[Labeled-object pointing items]
* Begin *

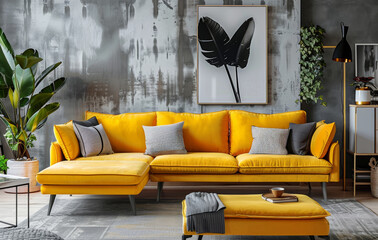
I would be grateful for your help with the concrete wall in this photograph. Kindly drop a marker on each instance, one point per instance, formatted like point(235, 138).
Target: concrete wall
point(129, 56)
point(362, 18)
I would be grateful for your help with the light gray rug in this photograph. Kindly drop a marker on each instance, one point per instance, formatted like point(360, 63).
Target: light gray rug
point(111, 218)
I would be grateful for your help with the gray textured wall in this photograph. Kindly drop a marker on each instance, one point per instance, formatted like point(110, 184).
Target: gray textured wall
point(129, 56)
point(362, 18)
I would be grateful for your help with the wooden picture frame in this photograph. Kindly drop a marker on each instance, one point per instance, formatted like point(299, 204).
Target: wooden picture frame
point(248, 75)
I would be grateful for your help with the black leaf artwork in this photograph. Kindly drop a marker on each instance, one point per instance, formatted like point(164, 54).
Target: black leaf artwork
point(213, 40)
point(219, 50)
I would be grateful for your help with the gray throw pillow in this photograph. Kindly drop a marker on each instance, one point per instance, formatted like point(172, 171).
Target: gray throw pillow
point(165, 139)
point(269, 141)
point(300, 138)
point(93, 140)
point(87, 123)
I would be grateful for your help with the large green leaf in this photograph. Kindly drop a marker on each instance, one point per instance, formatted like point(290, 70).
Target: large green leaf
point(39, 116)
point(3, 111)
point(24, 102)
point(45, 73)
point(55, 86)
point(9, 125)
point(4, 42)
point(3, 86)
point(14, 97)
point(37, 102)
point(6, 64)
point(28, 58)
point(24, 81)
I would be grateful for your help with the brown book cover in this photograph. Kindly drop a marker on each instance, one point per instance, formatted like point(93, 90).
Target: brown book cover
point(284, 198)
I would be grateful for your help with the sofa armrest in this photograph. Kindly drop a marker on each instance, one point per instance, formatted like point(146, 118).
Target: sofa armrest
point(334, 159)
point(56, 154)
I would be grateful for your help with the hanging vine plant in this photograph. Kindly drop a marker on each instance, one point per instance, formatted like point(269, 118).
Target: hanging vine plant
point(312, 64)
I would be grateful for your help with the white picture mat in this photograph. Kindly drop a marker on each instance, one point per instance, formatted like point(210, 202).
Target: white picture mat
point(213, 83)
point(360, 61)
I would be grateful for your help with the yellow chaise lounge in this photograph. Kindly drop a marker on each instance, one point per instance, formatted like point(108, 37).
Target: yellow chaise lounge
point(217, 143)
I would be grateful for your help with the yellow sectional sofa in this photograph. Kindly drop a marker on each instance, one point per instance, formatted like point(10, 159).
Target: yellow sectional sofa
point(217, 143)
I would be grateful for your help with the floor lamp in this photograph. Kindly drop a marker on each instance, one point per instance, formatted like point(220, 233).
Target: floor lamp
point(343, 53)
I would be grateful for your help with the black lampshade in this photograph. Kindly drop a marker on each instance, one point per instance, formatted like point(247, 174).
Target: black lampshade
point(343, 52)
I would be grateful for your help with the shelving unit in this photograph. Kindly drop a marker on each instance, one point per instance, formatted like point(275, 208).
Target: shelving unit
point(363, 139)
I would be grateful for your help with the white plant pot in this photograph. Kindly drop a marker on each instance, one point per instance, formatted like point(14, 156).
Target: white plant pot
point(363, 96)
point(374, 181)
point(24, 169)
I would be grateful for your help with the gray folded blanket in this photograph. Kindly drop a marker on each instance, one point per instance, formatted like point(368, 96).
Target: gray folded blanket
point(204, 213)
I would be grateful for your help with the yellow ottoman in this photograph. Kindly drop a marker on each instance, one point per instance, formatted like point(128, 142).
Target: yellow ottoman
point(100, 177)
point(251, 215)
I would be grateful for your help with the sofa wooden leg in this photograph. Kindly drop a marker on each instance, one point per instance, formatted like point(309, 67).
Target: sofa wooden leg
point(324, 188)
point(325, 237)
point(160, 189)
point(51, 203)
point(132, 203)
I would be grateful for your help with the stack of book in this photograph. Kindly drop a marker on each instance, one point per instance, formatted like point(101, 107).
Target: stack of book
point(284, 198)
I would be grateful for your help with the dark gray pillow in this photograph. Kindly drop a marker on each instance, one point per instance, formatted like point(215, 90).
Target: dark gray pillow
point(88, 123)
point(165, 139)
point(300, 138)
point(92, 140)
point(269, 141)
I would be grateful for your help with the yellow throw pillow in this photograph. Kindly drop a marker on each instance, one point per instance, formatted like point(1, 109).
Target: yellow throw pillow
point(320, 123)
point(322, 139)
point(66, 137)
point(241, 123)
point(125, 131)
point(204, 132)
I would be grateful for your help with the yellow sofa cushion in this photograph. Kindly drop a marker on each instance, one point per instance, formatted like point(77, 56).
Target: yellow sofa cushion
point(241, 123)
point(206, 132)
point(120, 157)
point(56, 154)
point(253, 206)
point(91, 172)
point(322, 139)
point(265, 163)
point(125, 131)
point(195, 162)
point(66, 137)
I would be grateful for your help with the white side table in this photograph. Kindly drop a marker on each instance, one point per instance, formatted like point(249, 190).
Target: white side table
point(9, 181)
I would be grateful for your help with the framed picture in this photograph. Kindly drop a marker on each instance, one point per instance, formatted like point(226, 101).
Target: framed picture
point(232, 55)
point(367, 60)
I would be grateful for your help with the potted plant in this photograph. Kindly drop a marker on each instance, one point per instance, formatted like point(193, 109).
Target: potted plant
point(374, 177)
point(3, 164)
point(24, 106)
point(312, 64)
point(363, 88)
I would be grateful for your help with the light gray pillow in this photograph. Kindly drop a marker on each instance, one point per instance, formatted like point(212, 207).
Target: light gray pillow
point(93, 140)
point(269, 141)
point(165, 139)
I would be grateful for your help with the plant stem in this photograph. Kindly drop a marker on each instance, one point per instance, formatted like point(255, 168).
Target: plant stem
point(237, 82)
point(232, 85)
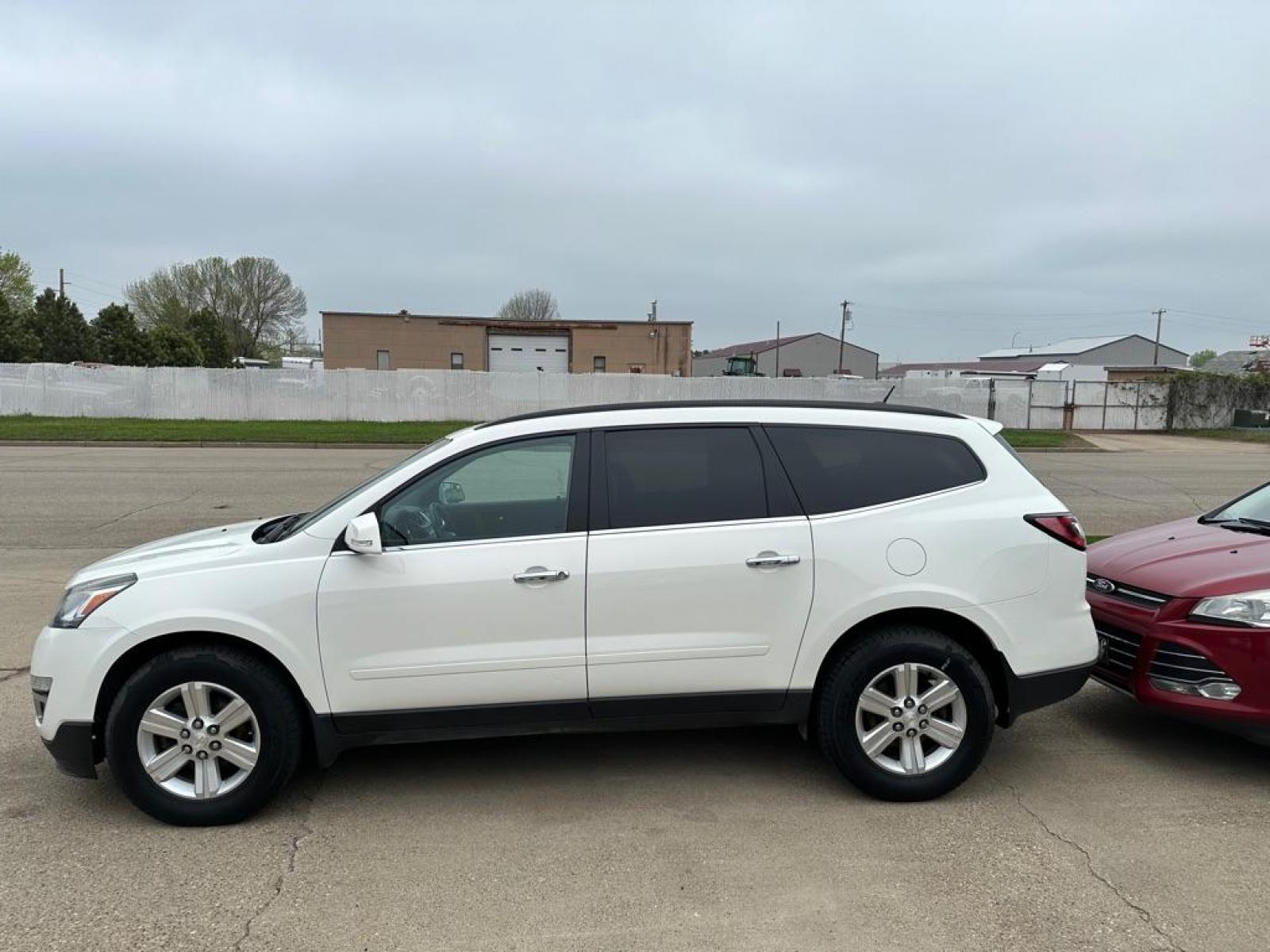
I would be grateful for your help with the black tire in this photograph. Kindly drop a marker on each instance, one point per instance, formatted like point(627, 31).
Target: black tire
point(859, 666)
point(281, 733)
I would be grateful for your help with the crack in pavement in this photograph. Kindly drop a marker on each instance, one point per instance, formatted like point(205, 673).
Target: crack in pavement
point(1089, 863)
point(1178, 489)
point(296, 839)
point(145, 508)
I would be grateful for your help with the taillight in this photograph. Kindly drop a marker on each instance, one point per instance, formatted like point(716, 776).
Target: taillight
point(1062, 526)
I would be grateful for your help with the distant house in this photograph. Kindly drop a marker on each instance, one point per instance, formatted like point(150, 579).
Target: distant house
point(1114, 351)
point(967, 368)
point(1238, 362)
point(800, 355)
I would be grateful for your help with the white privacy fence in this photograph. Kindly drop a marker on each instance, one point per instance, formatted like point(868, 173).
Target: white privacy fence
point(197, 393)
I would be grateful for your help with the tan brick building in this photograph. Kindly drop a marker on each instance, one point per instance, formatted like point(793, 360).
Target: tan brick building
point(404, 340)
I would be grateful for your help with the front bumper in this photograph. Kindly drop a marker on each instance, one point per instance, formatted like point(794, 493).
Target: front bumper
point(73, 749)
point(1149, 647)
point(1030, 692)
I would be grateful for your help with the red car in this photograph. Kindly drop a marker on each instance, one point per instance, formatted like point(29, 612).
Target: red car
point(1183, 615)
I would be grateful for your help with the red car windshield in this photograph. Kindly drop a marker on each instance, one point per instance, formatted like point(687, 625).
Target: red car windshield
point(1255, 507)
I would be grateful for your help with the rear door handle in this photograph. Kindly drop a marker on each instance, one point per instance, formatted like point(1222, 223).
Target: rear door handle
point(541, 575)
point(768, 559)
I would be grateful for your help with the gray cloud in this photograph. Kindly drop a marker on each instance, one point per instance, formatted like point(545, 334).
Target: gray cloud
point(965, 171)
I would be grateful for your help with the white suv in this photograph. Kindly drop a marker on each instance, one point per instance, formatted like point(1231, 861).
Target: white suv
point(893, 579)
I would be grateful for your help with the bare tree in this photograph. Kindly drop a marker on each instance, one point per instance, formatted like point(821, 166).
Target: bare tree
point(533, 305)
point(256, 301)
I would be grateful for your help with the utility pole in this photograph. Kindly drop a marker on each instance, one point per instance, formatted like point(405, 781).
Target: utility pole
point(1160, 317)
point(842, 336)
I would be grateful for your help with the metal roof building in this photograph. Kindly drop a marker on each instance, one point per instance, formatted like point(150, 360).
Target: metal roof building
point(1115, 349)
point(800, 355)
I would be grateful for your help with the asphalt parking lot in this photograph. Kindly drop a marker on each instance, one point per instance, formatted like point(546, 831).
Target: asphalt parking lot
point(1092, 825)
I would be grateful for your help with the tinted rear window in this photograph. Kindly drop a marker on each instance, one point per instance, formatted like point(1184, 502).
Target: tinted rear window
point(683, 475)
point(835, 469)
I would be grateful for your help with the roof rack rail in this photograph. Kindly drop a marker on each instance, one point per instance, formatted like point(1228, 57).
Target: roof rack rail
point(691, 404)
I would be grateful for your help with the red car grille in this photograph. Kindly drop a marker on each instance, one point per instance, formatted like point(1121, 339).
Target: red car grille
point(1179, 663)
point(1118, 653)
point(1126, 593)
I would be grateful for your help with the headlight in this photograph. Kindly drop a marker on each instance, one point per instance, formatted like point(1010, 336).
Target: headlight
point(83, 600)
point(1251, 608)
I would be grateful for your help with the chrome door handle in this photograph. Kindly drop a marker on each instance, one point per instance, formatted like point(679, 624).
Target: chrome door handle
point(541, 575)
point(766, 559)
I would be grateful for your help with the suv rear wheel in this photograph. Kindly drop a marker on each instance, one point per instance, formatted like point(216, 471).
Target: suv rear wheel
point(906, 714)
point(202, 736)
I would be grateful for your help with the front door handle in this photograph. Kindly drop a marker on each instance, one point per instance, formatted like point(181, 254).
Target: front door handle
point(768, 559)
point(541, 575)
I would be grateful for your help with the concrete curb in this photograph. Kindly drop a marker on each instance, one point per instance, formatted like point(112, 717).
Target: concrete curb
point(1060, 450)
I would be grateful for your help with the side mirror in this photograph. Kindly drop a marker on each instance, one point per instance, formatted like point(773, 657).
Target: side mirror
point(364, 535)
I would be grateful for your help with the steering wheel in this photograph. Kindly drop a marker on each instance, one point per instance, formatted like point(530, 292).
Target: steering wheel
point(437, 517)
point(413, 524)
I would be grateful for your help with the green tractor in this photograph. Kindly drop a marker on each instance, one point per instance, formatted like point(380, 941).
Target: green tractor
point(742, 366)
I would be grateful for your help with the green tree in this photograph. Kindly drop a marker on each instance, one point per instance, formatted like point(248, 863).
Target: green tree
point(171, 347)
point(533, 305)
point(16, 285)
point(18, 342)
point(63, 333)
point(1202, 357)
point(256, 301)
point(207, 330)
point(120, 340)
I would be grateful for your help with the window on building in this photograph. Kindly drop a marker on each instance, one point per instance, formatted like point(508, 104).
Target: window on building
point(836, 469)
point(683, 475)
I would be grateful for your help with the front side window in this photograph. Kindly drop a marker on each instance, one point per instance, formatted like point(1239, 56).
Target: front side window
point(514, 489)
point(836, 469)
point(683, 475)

* End *

Please reproduce the items word for word, beginning at the line that has "like point(1121, 339)." and stopping after the line that has "point(1126, 593)".

I would be grateful for your help with the red car grille in this photograph. Kindly drop a marker on each instance, one point per instance, formatted like point(1121, 339).
Target: red car grille
point(1179, 663)
point(1118, 653)
point(1126, 593)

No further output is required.